*Task objective*. Print the line that contains "Reviewer note: confirm that each instance of the brown" and every line after it through the last line of the records below, exactly as written and nothing else.

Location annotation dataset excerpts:
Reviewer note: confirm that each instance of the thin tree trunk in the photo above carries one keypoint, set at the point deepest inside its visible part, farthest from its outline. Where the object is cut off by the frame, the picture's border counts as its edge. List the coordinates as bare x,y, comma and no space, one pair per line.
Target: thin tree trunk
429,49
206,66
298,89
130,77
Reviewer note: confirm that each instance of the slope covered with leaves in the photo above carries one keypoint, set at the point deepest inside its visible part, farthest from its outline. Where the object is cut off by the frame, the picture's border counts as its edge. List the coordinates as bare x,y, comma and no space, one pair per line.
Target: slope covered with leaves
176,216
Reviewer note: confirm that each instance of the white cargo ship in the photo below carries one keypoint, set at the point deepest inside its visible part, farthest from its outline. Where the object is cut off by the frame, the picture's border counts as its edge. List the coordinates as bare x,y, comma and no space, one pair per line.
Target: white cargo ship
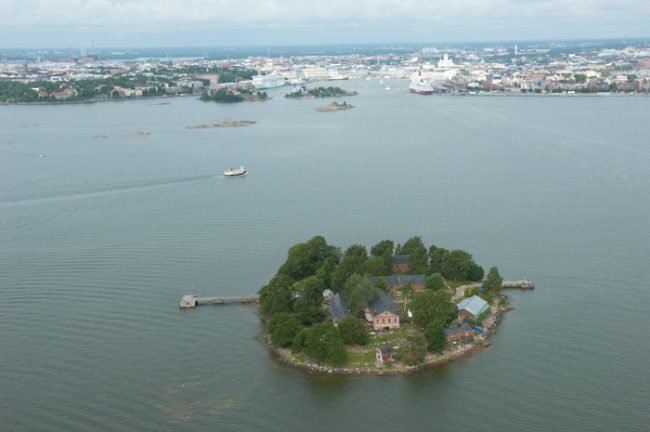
271,80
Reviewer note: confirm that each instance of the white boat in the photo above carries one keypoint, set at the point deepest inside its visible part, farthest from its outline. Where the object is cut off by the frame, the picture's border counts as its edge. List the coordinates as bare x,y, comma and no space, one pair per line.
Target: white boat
234,172
420,84
271,80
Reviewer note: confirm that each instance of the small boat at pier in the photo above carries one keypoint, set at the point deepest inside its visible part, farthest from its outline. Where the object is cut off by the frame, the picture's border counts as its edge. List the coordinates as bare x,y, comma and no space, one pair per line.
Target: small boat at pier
235,172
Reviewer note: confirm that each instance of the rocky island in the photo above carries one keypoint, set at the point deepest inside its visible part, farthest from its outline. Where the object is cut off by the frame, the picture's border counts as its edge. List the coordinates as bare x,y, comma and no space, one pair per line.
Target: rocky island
396,310
304,92
334,106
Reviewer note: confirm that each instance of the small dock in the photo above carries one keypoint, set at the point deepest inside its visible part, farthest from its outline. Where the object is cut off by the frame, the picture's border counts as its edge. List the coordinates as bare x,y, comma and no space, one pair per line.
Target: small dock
190,301
519,284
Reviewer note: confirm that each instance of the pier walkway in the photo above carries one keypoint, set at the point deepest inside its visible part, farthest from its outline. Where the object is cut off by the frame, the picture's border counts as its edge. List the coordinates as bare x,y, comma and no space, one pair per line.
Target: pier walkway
191,301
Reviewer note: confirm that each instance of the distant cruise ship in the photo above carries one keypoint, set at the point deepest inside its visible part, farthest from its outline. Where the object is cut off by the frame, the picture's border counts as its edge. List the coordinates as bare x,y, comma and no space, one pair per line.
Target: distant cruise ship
271,80
420,85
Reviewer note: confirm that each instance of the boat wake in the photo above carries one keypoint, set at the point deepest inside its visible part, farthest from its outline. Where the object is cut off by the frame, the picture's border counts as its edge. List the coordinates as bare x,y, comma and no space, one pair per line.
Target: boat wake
109,189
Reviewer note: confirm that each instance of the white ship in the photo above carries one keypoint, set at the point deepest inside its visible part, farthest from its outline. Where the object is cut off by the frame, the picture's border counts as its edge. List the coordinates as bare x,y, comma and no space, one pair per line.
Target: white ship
234,172
420,84
271,80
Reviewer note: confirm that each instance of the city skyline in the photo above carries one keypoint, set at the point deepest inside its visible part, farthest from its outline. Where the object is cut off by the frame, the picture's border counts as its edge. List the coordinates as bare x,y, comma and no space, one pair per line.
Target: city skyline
148,23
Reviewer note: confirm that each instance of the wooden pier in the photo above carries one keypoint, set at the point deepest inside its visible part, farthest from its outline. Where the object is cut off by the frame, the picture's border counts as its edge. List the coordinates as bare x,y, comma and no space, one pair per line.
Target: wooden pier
191,301
520,284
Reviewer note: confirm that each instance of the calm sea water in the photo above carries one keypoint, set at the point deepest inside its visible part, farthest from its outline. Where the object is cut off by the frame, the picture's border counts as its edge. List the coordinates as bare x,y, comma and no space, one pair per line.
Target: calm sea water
100,237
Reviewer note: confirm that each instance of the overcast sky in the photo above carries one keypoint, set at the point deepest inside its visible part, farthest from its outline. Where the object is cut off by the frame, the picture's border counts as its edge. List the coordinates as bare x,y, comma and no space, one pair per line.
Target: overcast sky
139,23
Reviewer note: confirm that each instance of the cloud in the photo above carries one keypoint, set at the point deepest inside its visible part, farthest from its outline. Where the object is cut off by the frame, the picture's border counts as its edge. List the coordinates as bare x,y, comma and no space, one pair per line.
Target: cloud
152,13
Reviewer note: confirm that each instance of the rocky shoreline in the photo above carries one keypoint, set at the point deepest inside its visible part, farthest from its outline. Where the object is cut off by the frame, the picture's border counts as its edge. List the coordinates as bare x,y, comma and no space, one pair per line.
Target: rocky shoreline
431,361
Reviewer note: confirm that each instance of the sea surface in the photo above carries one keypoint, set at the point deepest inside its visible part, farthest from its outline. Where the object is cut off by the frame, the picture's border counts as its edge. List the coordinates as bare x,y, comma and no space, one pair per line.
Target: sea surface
104,228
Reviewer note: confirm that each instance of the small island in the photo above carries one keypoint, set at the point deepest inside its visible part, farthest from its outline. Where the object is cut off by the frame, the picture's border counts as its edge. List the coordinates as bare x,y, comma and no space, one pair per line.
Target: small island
399,309
233,94
335,106
304,92
227,123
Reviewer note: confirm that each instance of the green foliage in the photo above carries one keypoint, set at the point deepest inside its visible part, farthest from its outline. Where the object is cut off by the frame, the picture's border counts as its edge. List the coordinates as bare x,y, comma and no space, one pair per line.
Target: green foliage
324,344
304,259
353,261
354,330
493,282
283,329
381,284
384,249
320,92
308,304
437,257
276,295
358,292
475,272
435,282
432,307
418,258
412,352
375,266
436,338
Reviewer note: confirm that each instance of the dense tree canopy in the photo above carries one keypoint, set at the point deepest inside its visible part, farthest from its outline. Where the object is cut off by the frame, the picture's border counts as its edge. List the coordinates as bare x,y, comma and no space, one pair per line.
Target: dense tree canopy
276,296
304,259
384,250
435,282
283,329
324,344
436,338
353,261
432,307
308,305
417,252
359,291
354,330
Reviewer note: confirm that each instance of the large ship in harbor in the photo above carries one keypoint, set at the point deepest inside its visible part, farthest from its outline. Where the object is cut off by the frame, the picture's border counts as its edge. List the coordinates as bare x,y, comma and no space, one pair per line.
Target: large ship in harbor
271,80
420,85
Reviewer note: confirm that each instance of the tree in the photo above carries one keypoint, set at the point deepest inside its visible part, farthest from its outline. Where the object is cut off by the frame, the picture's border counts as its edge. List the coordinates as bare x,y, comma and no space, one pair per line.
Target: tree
435,282
432,307
384,249
437,258
475,272
324,344
493,282
418,259
276,295
457,264
412,352
353,261
359,291
375,266
283,329
436,338
353,330
308,304
304,259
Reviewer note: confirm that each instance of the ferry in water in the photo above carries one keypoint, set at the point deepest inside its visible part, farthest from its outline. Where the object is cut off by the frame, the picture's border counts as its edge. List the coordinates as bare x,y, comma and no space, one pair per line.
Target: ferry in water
235,172
271,80
420,85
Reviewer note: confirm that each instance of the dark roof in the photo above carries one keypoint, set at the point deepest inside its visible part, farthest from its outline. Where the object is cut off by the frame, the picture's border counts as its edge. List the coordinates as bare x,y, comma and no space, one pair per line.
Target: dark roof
398,259
400,279
464,327
383,303
339,308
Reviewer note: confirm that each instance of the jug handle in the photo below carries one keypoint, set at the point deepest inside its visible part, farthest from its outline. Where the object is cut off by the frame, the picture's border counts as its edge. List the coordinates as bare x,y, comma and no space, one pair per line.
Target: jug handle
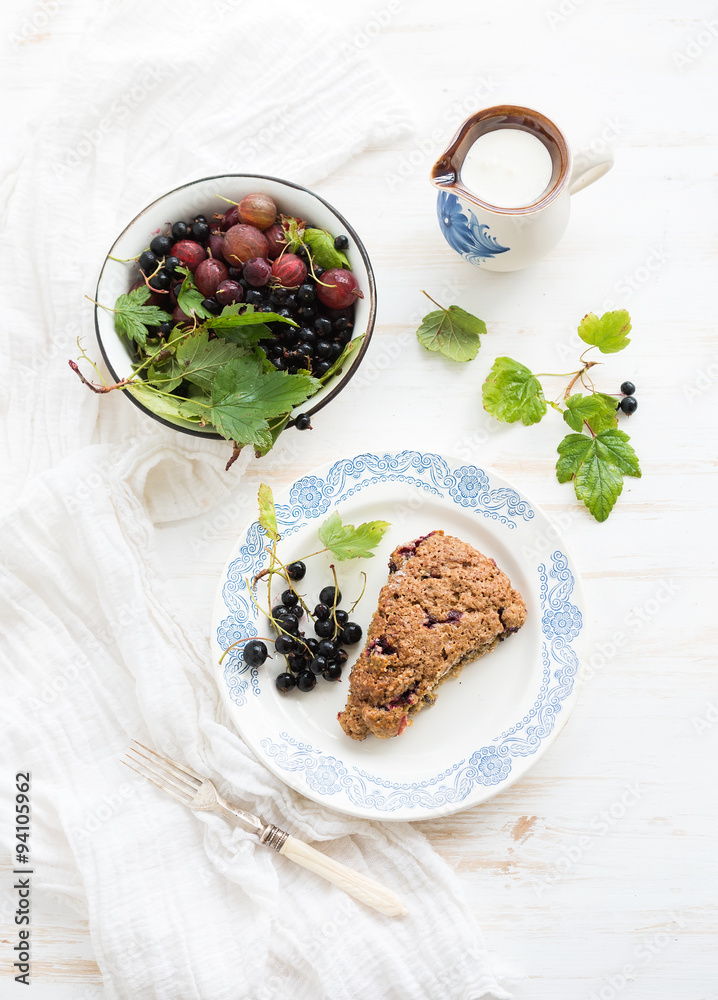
588,167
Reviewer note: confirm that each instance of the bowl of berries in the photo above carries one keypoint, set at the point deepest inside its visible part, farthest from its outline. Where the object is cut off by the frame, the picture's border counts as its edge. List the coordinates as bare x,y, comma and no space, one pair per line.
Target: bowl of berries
234,307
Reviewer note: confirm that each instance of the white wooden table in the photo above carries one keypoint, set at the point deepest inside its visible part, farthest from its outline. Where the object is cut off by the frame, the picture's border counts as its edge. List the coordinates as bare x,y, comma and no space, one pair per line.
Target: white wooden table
595,875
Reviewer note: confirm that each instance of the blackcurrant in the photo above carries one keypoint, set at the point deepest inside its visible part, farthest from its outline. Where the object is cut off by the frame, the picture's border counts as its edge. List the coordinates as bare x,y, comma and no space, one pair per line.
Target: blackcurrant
319,664
200,231
297,662
296,570
160,281
629,404
161,245
254,653
323,326
284,683
148,262
351,633
323,348
306,681
284,644
288,624
289,599
331,596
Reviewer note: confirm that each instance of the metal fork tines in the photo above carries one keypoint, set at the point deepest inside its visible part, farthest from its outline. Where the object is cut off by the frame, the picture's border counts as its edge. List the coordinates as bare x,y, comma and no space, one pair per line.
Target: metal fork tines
178,781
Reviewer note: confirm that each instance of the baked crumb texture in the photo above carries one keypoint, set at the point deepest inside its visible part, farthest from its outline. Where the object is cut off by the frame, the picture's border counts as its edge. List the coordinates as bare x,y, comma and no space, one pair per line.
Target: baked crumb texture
444,605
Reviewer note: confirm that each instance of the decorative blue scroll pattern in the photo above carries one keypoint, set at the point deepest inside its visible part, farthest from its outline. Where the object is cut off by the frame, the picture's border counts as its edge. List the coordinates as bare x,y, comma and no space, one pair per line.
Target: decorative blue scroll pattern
468,237
561,624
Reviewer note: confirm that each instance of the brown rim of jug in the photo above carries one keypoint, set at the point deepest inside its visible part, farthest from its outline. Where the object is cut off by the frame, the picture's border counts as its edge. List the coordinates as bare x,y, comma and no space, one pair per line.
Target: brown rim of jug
446,172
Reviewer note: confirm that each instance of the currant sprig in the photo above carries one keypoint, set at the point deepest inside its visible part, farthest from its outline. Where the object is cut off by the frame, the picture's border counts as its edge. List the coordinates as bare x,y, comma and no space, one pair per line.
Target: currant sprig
598,455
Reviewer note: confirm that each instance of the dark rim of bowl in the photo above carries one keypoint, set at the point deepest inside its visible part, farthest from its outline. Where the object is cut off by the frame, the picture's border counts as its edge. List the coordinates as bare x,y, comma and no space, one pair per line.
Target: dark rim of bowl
342,378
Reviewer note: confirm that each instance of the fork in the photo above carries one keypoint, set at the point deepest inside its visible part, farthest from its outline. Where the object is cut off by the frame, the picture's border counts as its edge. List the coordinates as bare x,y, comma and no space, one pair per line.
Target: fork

*Task response*.
Reviewer note: confirm that each instance of the brown rim of jug in the photo above carries one keypoint, set at the point deepest inside its visible part, farthest from its outline. Where the object is cut off by the frame, the picture's border counts as its edge. List the coordinates as bare x,y, comma and no space, one pair per line.
Target: brown rim of jug
446,172
Reviewer note: confirm that each instance of the currant sprig in the photo above carries one keypoint, set at the point deepest inside its visible part, farthest from its outline. Where the object is cut off by the frame, the picture's border counts as its edge. List the coordinates as bare x,y, comma and no space, one pair per line.
Target: currant sprig
598,455
Reviewer note: confirm that each instance of the dark rim of bowl in the photo above carries one keypoint, set at the point deepest inside its visible part, farthest from its outline. Where the object is cut off by the frame, the picture's border counts as its edge. List the coordinates as bare x,y, comma and no space, one pair per line.
Target: dark rim of bowl
342,378
Reviewer note: confirm that each instance of the fork in the photo above carries one keypoint, set at the point deepest inside its visible part, farthest from its outline. Where the object is cut off by the frame, the picture's border counts as its edge. List the coordinates as bare x,y, comma and no space, one pair per line.
Target: fork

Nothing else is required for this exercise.